Les pesticides constituent un problème de longue date du point de vue des droits humains, souligne Michael Fakhri. Et même si les législations internationales et nationales qui tentent de protéger la santé de la population et l’environnement contre les produits phytosanitaires dangereux ne manquent pas, les mesures sont rarement mises en place correctement. «Cela signifie que, dans la plupart des pays, les êtres humains et l’environnement ne sont pas en sécurité face aux pesticides», affirme Michael Fakhri.

Professeur de droit à l’Université de l’Oregon, Michael Fakhri a été nommé Rapporteur spécial de l’ONU pour le droit à l’alimentation en mars 2020. photo via University of Oregon

Un autre expert mandaté par l’ONU suivra «avec grand intérêt» cette double votation: il s’agit de Marcos A.Orellana, Rapporteur spécial des Nations Unies sur les substances toxiques et les droits de l’homme. «Des mesures nationales fortes sur les pesticides permettraient à la Suisse de renforcer davantage encore son rôle de chef de file en matière de produits chimiques et de déchets. Un tel leadership est cruellement nécessaire pour lutter contre l’intoxication grave et croissante de la planète», indique Marcos A.Orellana à SWI swissinfo.ch.

«Des mesures nationales fortes sur les pesticides permettraient à la Suisse de renforcer davantage encore son rôle de chef de file en matière de produits chimiques et de déchets»

Marcos A.Orellana, Rapporteur spécial de l’ONU sur les substances toxiques et les droits de l’homme

Le Rapporteur onusien fait notamment référence à la signature en 1989 de la Convention de Bâle, un traité international conçu pour réduire la circulation des déchets dangereux entre les pays, dans lequel la Suisse a joué un rôle moteur. La Suisse participe également activement à la mise en œuvre de la Convention de Rotterdam, qui interdit l’exportation de produits chimiques et donc des produits phytosanitaires contre la volonté du pays importateur.

▶ [Série d'exercices]:
A. Résumez l'extrait sur les pesticides en deux phrases.
B. Poursuivez l'extrait sur les pesticides à partir de sa dernière phrase.
Les données qui suivent sont indépendantes de l'extrait sur les pesticides.

▶ [Données fournies]:
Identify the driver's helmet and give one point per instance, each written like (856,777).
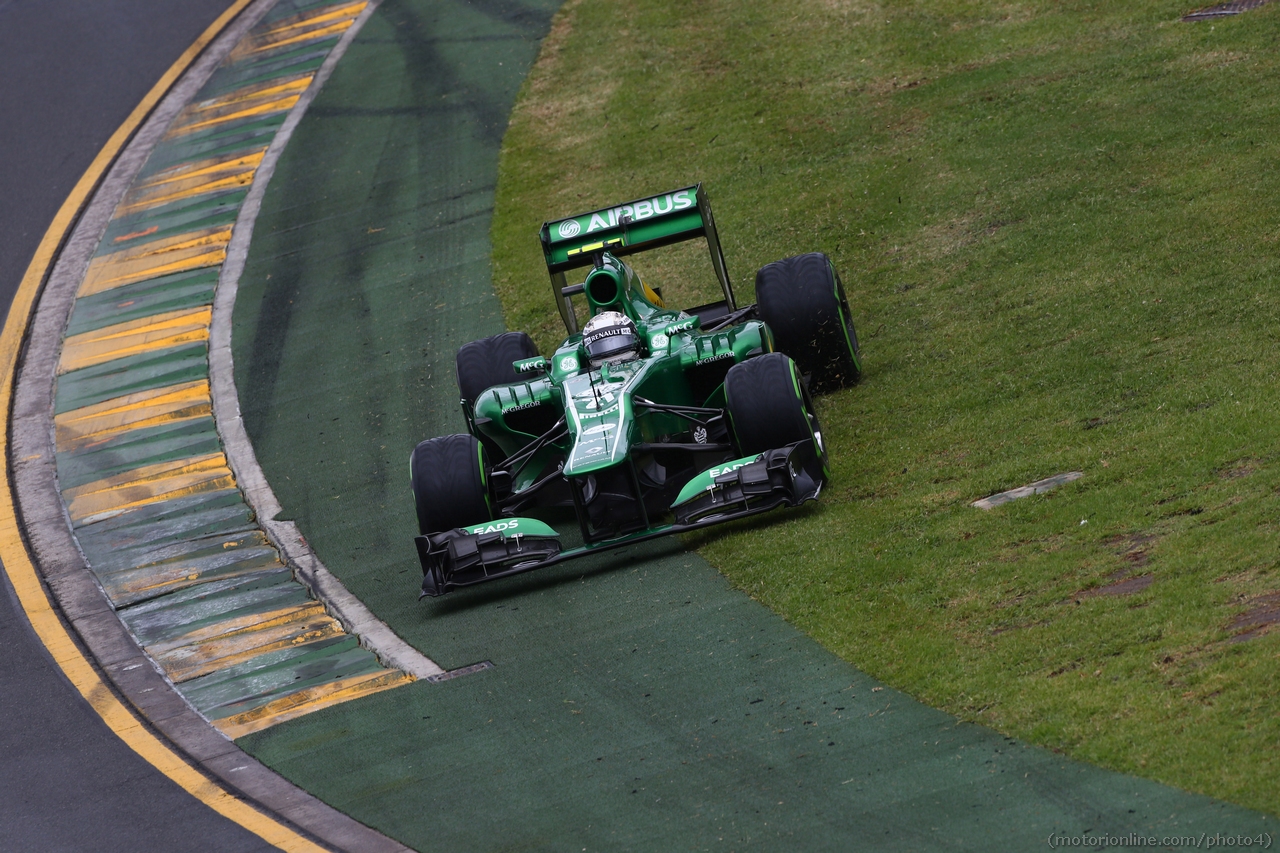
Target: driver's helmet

▶ [Corrigés]:
A. Selon Michael Fakhri, Rapporteur spécial de l'ONU pour le droit à l'alimentation, les mesures censées protéger contre les pesticides dangereux sont rarement mises en place correctement, de sorte que, dans la plupart des pays, les êtres humains et l'environnement ne sont pas en sécurité face à ces produits. Marcos A. Orellana, Rapporteur spécial de l'ONU sur les substances toxiques et les droits de l'homme, estime que des mesures nationales fortes sur les pesticides renforceraient le rôle de chef de file de la Suisse en matière de produits chimiques et de déchets, un rôle qu'elle a joué dans la Convention de Bâle et qu'elle joue dans la mise en œuvre de la Convention de Rotterdam.

B.
Deux initiatives radicales

Les promoteurs des deux initiatives soumises au vote le 13 juin font toutefois face à une opposition acharnée des milieux agricoles traditionnels, des représentants de l’industrie agro-chimique ainsi que de la majorité du gouvernement et du Parlement helvétique, qui estiment que ces propositions vont beaucoup trop loin.

«L’acceptation de l’initiative sur l’eau potable aurait un impact énorme sur la production de denrées alimentaires en Suisse. En parallèle, une acceptation de l’initiative pour une Suisse sans pesticides de synthèse serait très dommageable à l’approvisionnement de la population en denrées alimentaires produites en Suisse et réduirait le choix de denrées alimentaires importées», estime ainsi Markus Spoerndli, porte-parole du Département fédéral de l’économie (DFE), qui chapeaute la politique agricole en Suisse.

Le DFE n’a pas souhaité se prononcer sur les interventions des deux experts onusiens, se bornant à souligner le rôle précurseur de la Suisse dans la protection de la biodiversité et les mesures déjà prises pour garantir la protection des eaux. «La Suisse est déjà très en avance au niveau de la protection de la biodiversité. Depuis 1998, la rotation des cultures est par exemple obligatoire pour toucher les paiements directs [subventions agricoles]. Chez certains de nos voisins, une telle mesure est actuellement en discussion», souligne ainsi Markus Spoerndli.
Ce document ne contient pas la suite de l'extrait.